Point annotation data
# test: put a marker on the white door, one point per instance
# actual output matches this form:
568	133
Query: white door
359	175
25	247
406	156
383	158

:: Prompt ::
Copy out all of the lines above, including the request lines. Multiply each coordinate in the answer points by 0.5 and round to whole numbers (halves go up), but leave the format sample coordinates unchanged.

:: Solution for this exercise ::
# test: put a marker on the white door, one point per instance
# actual output matches this form:
568	133
Query: white door
180	88
13	124
203	78
192	79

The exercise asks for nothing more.